--- START Dataset rows ---
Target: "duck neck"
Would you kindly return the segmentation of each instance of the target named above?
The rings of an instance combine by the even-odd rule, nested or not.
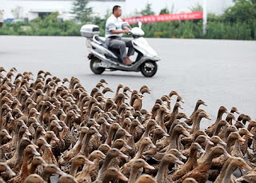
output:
--- END Dataset rows ---
--- START Dataset rows ---
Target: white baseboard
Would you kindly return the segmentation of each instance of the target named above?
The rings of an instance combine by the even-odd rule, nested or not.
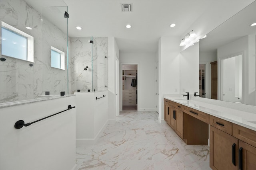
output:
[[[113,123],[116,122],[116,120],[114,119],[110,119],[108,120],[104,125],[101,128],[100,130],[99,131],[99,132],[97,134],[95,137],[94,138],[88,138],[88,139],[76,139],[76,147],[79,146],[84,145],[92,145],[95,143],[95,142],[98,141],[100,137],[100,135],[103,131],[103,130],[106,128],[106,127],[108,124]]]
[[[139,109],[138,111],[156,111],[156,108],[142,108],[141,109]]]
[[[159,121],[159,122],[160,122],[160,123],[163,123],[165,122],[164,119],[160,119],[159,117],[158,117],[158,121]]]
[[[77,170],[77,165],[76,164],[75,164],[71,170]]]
--- END Dataset rows ---
### Instructions to follow
Retype the listing word for word, from the line containing "Target: white baseboard" down to the line containing "[[[77,170],[77,165],[76,164],[75,164],[71,170]]]", including both of those lines. Leave the pictures out of your answer.

### Answer
Target: white baseboard
Would you kindly return the segmentation of each instance of the target named above?
The rings of an instance combine by the even-odd rule, nested or not.
output:
[[[113,123],[116,122],[116,120],[114,119],[110,119],[108,120],[104,125],[101,128],[100,130],[99,131],[99,132],[97,134],[95,137],[94,138],[88,138],[88,139],[76,139],[76,147],[79,146],[84,145],[92,145],[95,143],[95,142],[98,141],[100,137],[100,135],[103,131],[103,130],[106,128],[106,127],[108,124]]]
[[[139,109],[138,111],[156,111],[156,108],[142,108],[141,109]]]
[[[159,121],[159,122],[160,122],[160,123],[163,123],[165,122],[164,119],[160,119],[159,117],[158,117],[158,121]]]
[[[77,170],[77,165],[76,164],[75,164],[71,170]]]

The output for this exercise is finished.